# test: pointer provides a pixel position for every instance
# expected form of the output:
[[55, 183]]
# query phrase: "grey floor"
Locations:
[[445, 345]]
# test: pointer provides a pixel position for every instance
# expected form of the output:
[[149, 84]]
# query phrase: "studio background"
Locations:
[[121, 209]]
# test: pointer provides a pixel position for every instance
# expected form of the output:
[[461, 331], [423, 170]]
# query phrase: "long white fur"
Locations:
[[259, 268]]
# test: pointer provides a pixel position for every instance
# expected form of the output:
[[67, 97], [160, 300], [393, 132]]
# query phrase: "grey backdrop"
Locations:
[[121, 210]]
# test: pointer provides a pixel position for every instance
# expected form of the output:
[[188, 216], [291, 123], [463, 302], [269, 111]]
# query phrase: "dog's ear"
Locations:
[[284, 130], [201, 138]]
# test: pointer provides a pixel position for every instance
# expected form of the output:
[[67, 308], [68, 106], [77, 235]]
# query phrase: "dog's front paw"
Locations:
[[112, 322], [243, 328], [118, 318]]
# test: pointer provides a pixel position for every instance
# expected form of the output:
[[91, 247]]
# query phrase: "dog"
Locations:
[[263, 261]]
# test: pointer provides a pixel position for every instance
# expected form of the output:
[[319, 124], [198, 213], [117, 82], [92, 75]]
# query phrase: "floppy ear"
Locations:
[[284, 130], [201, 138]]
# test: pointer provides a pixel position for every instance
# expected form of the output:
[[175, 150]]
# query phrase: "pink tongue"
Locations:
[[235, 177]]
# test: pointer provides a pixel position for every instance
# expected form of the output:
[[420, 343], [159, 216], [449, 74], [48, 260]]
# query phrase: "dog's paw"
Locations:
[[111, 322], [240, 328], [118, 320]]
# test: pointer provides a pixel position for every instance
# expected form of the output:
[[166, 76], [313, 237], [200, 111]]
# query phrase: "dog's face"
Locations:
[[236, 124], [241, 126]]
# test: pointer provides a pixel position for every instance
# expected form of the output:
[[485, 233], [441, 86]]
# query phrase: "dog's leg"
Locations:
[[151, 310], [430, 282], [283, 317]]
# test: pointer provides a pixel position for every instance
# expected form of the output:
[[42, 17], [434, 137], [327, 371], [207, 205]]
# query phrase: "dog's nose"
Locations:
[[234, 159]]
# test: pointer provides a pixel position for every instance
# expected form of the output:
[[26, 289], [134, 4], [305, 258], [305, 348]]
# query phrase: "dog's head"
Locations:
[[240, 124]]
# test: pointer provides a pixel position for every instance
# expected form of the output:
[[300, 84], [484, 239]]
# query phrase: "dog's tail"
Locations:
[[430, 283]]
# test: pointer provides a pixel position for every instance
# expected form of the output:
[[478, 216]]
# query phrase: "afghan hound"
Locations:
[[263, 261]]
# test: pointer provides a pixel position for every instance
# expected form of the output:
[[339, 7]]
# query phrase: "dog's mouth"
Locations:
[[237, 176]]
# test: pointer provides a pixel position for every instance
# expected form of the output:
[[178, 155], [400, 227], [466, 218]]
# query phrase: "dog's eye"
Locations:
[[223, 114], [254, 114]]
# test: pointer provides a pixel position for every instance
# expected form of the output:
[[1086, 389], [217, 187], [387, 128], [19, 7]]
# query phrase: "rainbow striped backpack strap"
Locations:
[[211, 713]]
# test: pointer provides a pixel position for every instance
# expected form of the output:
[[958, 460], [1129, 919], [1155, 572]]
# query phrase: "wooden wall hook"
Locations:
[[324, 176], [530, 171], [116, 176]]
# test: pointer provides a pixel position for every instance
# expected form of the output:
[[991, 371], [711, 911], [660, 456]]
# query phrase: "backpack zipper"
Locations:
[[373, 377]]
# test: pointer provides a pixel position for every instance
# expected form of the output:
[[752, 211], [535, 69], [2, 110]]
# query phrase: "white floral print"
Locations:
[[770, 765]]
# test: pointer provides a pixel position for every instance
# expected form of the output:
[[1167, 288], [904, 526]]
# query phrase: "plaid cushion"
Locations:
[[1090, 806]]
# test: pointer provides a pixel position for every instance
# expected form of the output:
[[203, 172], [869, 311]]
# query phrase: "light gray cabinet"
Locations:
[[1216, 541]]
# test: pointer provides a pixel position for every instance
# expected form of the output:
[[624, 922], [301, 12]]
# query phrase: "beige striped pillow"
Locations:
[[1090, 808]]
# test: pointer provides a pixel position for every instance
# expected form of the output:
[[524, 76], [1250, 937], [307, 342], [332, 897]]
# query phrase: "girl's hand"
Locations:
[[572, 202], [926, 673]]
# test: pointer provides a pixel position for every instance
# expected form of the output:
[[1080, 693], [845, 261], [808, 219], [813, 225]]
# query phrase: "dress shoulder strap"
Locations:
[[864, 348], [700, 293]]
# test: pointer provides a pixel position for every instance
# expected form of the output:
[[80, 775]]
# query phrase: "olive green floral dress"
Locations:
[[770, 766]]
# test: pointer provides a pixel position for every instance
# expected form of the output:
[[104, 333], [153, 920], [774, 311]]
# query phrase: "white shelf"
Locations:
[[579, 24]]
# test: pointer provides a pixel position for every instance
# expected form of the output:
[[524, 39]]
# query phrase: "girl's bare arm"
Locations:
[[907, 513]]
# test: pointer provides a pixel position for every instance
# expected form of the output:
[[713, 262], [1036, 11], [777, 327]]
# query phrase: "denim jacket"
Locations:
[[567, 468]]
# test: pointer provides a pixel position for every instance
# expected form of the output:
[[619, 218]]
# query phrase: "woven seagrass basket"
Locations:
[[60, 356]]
......
:: GIVEN REQUEST ::
Your task is to repeat the data exactly; please include every line.

:: TASK RESULT ::
# test: pointer provides a pixel position for every instance
# expected form of the output:
[[55, 183]]
# query phrase: "grey floor"
Locations:
[[445, 345]]
# test: pointer provides a pixel position for every instance
# expected form of the output:
[[149, 84]]
# query phrase: "studio background"
Locations:
[[121, 209]]
# test: pointer provides a pixel position for every instance
# expected form of the output:
[[461, 331], [423, 170]]
# query phrase: "long white fur"
Locations:
[[259, 268]]
# test: pointer provides a pixel position for every instance
# expected form of the output:
[[67, 97], [160, 300], [393, 132]]
# query phrase: "grey backdrop"
Locations:
[[121, 210]]
# test: pointer provides a pixel position for every instance
# expected form of the output:
[[188, 216], [291, 123], [463, 302], [269, 111]]
# query phrase: "dog's ear"
Locations:
[[284, 130], [201, 138]]
# test: pointer provides a pixel position for every instance
# expected form of the output:
[[67, 308], [68, 106], [77, 235]]
# query phrase: "dog's front paw"
Locations:
[[112, 322], [243, 328], [118, 318]]
# test: pointer provides a pixel position for every instance
# expected form of the output:
[[91, 247]]
# query phrase: "dog"
Locations:
[[263, 261]]
# test: pointer provides a pixel position for every instance
# expected form of the output:
[[319, 124], [198, 213], [117, 82], [92, 75]]
# query phrase: "floppy ear"
Locations:
[[284, 130], [201, 138]]
# test: pointer provides a pixel position for every instance
# expected form of the output:
[[175, 150]]
# query phrase: "pink tongue"
Locations:
[[235, 177]]
# test: pointer provides a pixel position for every instance
# expected form of the output:
[[420, 343], [159, 216], [449, 74], [48, 260]]
# query phrase: "dog's paw"
Locations:
[[111, 322], [240, 328], [118, 320]]
# test: pointer provides a pixel position for every instance
# expected form of the output:
[[166, 76], [313, 237], [200, 111]]
# query phrase: "dog's face"
Locations:
[[236, 124], [241, 126]]
# test: pointer provides a pixel position for every instance
# expected form of the output:
[[485, 233], [441, 86]]
# query phrase: "dog's leg"
Locations:
[[151, 310], [430, 282], [283, 317]]
# test: pointer provides a pixel position for every instance
# expected form of the output:
[[42, 17], [434, 137], [327, 371], [207, 205]]
# query phrase: "dog's nose"
Locations:
[[234, 159]]
# test: pointer provides a pixel position for every instance
# expected form of the output:
[[26, 289], [134, 4], [305, 258], [305, 348]]
# query phrase: "dog's head"
Locations:
[[240, 124]]
# test: pointer provides a pixel position for every instance
# expected form of the output:
[[300, 84], [484, 239]]
# query phrase: "dog's tail"
Locations:
[[430, 283]]
# test: pointer provides a pixel position for every instance
# expected form of the output:
[[478, 216]]
# query phrase: "afghan hound"
Locations:
[[263, 261]]
# test: pointer provides a pixel position for every instance
# expected form of the output:
[[339, 7]]
# query phrase: "dog's mouth"
Locations:
[[237, 176]]
# test: pointer provides a pixel position for every instance
# expected form of the output:
[[178, 155], [400, 227], [466, 218]]
# query phrase: "dog's eye"
Locations:
[[223, 114], [254, 114]]
# test: pointer provides a pixel position for every instance
# expected form of the output:
[[1086, 389], [217, 187], [387, 128], [19, 7]]
# query phrase: "rainbow striped backpack strap"
Locations:
[[211, 713]]
# test: pointer provides a pixel position for every instance
# expected form of the output:
[[958, 460], [1129, 919], [1155, 572]]
# query phrase: "wooden wall hook"
Locations:
[[324, 176], [530, 171], [116, 176]]
# test: pointer provides a pixel position for every instance
# expected form of the output:
[[991, 371], [711, 911], [660, 456]]
# query phrase: "backpack zipper"
Locations:
[[373, 377]]
# test: pointer provides a pixel position for every instance
# expected form of the output:
[[752, 211], [535, 69], [2, 110]]
# query phrase: "white floral print"
Locations:
[[770, 765]]
# test: pointer provides a pixel position for every instance
# expected form of the output:
[[1167, 288], [904, 526]]
# query phrase: "plaid cushion"
Locations:
[[1090, 806]]
# test: pointer provides a pixel position for every instance
# expected form of the output:
[[203, 172], [869, 311]]
# query phrase: "light gray cabinet"
Locations:
[[1216, 541]]
# test: pointer provides a pixel position for every instance
# expected form of the output:
[[624, 922], [301, 12]]
# query phrase: "beige striped pillow"
Locations:
[[1090, 808]]
# test: pointer provides a pixel position for every instance
# expected form of the output:
[[524, 76], [1250, 937], [307, 342], [332, 897]]
# query phrase: "girl's hand"
Locations:
[[572, 202], [926, 673]]
# test: pointer provides a pixel position for every instance
# expected form of the output:
[[1080, 693], [845, 261], [808, 219], [813, 225]]
# query phrase: "dress shoulder strap"
Locations:
[[864, 348], [700, 293]]
# test: pointer provides a pixel position for every instance
# expected form of the output:
[[80, 775]]
# query phrase: "olive green floral dress"
Locations:
[[770, 766]]
# test: pointer provides a pixel position for every instance
# expected form of the output:
[[104, 333], [153, 920], [774, 311]]
# query phrase: "white shelf"
Locations:
[[579, 24]]
# test: pointer provides a pixel position for every instance
# expected form of the output:
[[524, 39]]
# query phrase: "girl's bare arm"
Locations:
[[907, 513]]
# test: pointer provides a pixel position for every instance
# expected form of the output:
[[713, 262], [1036, 11], [777, 327]]
# query phrase: "denim jacket"
Locations:
[[567, 468]]
# test: pointer provides a pixel position for every instance
# expected form of the output:
[[619, 218]]
# query phrase: "woven seagrass basket"
Locations:
[[60, 356]]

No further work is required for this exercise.